La bataille du rail aura-t-elle lieu ?

C’est au moment de la révolution industrielle, que la loi du 11 juin 1842 définit le régime de gestion du chemin de fer : l’Etat construit et les compagnies privées exploitent les lignes. Ce compromis public/privé a toutes les faveurs des compagnies, le monopole d’Etat limitant la concurrence, les garantissant en cas de déficit et prenant en charge une partie de la dette. Ce régime mixte dure jusqu’au décret-loi du 31.08.1937, créant la SNCF Société Nationale du Chemin de Fer, société anonyme au capital mixte dans laquelle l’Etat détient 51% ; elle durera, comme prévu, 45 ans, la totalité du capital passant alors à l’Etat. Le 1er janvier 1983, la SNCF devient un EPIC – Etablissement public à caractère industriel et commercial. Ce statut ne modifie pas profondément la gestion, ni le déficit chronique, l’Etat n’ayant jamais cherché à équilibrer, par la fiscalité, la concurrence entre le rail et la route. A compter de 1974, l’Etat décide de ne plus combler les déficits des entreprises publiques. La SNCF doit donc recourir à l’emprunt sur le marché financier, ce qui enclenche une spirale d’endettement (1). La logique d’ouverture à la concurrence va alors s’inscrire dans un temps long pour aboutir à la privatisation totale. A l’heure macronienne qui considère que le service public et les statuts de la fonction publique sont des systèmes « archaïques », des reliquats du « vieux monde », on ne peut qu’espérer, et tout faire pour, le rejet de privatisation du dernier « paquet » ferroviaire, et « en même temps » du statut de cheminot.
   
Du monopole au démantèlement du service public ferroviaire…

Le néo-libéralisme européen introduit et définit le contenu de la réforme ferroviaire de 1997, séparant les activités ferroviaires en deux : à Réseau Ferré de France (RFF) la gestion des infrastructures (voies ferrées…) et la commercialisation des « sillons », à la SNCF la gestion des services et l’entretien des infrastructures pour le compte de RFF, dans le cadre d’une convention de gestion, RFF rémunérant SNCF et SNCF payant des péages à RFF. Dans ce « jeu » à intérêts contradictoires, chacun tente d’équilibrer son compte d’exploitation au détriment de l’autre.

- Travail à faire
**1.** Dans le texte sur le rail, recopiez à l'identique le passage qui s'ouvre sur les mots contenant « Du monopole au » et s'achève sur « détriment de l’autre. ».
**2.** Traduisez en anglais cette phrase du texte sur le rail : « A compter de 1974, l’Etat décide de ne plus combler les déficits des entreprises publiques. »

- Enregistrements
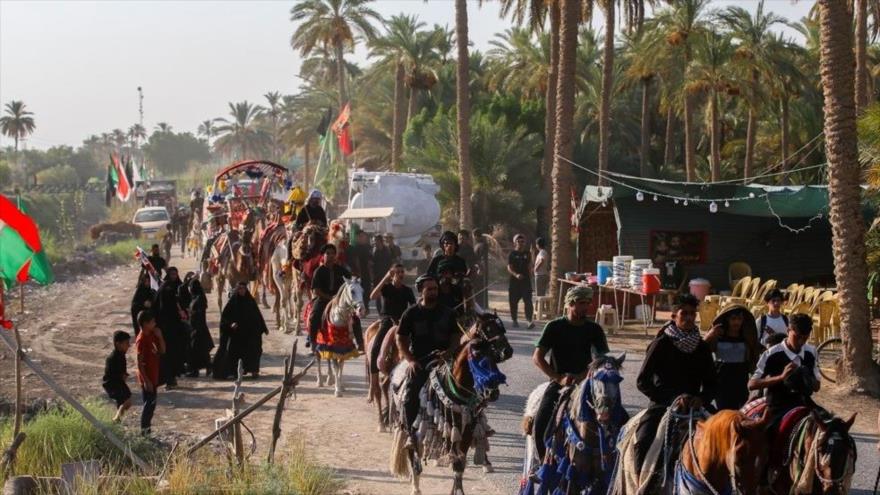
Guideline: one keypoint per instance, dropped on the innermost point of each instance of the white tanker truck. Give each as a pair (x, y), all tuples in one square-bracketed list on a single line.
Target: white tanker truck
[(403, 204)]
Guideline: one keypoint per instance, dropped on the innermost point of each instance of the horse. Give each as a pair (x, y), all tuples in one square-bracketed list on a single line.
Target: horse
[(589, 416), (379, 383), (304, 255), (655, 474), (725, 454), (335, 339), (452, 418), (232, 253)]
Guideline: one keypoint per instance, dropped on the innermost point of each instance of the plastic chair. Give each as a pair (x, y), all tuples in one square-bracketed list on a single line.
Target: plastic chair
[(738, 270), (707, 311)]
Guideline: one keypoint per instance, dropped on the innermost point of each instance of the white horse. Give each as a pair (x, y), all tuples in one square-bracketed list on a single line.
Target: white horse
[(335, 341)]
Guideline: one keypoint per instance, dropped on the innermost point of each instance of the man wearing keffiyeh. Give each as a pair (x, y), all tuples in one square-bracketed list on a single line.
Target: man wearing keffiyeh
[(677, 362)]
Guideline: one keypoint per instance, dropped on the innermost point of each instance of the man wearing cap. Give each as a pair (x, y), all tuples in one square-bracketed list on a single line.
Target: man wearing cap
[(572, 341), (312, 212), (519, 286), (427, 332)]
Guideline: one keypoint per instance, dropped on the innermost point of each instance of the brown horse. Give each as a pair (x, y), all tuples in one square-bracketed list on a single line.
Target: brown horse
[(453, 419), (820, 459), (726, 454)]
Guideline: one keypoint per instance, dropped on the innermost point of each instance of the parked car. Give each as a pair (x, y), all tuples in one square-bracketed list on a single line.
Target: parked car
[(153, 221)]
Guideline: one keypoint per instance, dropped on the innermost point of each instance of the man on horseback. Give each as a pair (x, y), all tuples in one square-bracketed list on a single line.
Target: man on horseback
[(788, 371), (312, 211), (572, 341), (677, 362), (427, 332)]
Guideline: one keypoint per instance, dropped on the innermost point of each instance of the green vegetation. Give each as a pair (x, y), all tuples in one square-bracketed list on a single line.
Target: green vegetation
[(60, 434)]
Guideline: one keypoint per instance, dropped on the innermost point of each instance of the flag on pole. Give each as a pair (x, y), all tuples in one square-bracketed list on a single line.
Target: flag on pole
[(342, 129), (119, 179), (21, 252), (141, 256)]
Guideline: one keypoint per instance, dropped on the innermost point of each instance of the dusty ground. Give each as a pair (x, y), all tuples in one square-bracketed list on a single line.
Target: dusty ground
[(67, 329)]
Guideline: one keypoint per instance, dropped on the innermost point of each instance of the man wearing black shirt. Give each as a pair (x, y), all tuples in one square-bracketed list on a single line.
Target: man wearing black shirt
[(427, 331), (573, 342), (326, 281), (788, 371), (519, 264), (396, 299), (677, 362)]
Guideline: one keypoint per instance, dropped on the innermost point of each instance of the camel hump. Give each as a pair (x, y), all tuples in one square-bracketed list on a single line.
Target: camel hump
[(388, 355)]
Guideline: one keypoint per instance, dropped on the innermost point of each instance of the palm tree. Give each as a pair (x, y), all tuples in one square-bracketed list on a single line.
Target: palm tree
[(562, 254), (18, 123), (207, 129), (709, 75), (240, 136), (681, 25), (163, 127), (837, 68), (754, 39), (463, 107), (334, 26), (273, 98)]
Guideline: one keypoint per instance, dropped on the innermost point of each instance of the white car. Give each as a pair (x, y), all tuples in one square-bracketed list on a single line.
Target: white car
[(153, 221)]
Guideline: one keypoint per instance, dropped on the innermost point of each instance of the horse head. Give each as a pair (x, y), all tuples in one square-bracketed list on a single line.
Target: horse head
[(351, 296), (835, 452), (603, 380)]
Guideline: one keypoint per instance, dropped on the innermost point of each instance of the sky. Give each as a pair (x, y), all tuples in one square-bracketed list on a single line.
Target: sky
[(77, 64)]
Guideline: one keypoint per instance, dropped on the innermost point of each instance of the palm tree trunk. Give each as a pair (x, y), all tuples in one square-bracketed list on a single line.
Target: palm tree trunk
[(561, 251), (306, 167), (607, 83), (340, 75), (856, 369), (863, 96), (669, 145), (690, 144), (543, 223), (397, 125), (463, 105), (411, 105), (644, 164), (785, 135), (750, 143), (716, 138)]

- Corrigé
**1.**
Du monopole au démantèlement du service public ferroviaire…

Le néo-libéralisme européen introduit et définit le contenu de la réforme ferroviaire de 1997, séparant les activités ferroviaires en deux : à Réseau Ferré de France (RFF) la gestion des infrastructures (voies ferrées…) et la commercialisation des « sillons », à la SNCF la gestion des services et l’entretien des infrastructures pour le compte de RFF, dans le cadre d’une convention de gestion, RFF rémunérant SNCF et SNCF payant des péages à RFF. Dans ce « jeu » à intérêts contradictoires, chacun tente d’équilibrer son compte d’exploitation au détriment de l’autre.

**2.** Starting in 1974, the State decided to stop covering the deficits of public enterprises.